# YOUR OBJECTIVE
Filter the data below, keeping only lines that contain "several".

# INPUT MATERIAL
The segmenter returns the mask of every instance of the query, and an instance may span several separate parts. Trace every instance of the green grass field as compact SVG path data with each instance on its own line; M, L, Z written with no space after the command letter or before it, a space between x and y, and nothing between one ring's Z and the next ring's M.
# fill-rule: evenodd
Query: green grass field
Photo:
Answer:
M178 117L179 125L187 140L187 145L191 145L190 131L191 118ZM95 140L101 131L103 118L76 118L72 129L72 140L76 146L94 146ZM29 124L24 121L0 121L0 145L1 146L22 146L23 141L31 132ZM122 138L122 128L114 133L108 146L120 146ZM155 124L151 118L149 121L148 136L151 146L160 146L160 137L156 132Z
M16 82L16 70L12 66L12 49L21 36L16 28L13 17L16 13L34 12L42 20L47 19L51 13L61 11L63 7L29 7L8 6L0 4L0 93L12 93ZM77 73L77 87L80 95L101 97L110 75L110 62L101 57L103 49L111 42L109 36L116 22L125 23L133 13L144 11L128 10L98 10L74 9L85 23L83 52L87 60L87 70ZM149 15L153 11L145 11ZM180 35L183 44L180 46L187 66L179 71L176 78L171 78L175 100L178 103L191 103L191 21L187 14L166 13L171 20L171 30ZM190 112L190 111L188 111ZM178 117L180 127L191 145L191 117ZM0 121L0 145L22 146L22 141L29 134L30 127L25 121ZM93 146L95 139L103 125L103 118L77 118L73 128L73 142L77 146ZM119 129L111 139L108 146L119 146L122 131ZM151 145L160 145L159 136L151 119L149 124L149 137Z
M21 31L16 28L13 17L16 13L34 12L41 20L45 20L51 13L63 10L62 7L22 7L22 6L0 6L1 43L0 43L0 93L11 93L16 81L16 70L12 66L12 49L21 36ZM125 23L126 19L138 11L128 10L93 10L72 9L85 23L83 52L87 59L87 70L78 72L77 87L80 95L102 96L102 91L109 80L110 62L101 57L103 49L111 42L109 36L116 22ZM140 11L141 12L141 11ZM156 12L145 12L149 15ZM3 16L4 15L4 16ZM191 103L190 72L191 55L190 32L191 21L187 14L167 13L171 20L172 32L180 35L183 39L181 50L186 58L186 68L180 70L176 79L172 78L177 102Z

...

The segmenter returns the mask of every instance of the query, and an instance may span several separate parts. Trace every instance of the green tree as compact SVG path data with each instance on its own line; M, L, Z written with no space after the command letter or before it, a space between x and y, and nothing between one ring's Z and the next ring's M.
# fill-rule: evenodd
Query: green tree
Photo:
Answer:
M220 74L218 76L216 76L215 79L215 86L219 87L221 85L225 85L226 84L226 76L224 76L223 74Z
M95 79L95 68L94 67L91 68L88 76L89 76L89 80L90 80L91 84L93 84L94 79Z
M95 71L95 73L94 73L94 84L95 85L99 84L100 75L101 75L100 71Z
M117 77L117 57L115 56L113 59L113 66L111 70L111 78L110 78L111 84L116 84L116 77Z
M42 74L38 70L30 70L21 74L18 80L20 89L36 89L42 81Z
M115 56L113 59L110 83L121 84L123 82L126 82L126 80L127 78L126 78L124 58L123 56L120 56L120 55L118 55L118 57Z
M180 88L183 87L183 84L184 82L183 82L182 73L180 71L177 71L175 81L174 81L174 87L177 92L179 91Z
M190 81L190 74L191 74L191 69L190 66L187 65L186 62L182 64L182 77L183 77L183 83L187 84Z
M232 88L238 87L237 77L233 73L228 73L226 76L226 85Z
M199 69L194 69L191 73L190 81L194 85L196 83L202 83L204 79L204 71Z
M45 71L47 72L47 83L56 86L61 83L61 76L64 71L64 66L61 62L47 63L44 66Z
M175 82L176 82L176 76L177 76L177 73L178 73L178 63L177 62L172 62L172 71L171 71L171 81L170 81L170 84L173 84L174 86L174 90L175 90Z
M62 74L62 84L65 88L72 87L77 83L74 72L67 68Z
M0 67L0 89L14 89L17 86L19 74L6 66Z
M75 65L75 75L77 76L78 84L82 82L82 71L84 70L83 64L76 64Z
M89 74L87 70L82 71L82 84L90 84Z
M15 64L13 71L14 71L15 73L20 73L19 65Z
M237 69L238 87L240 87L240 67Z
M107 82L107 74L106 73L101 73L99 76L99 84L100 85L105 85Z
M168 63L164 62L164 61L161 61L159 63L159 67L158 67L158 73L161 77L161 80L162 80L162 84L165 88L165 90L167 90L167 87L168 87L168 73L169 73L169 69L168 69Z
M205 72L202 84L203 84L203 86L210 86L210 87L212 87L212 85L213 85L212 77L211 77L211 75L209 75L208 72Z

# RESULT OF THE EXERCISE
The segmenter returns the mask of every instance of the query, and an instance may span several separate parts. Trace every instance of the green grass field as compact SVG path data with each instance on its own line; M, L, Z written with no space after the command letter or before it, a space between x and y, and nothing between one ring's Z and the next ring's M.
The segmenter returns the mask of every instance of the query, and an instance may span several separate parts. Trace every instance of the green tree as compact SVG path data with each instance on its own line; M, L, Z written with no space after the command letter or before it, a space between x and y, and nothing between one ring's Z and the next ring's M.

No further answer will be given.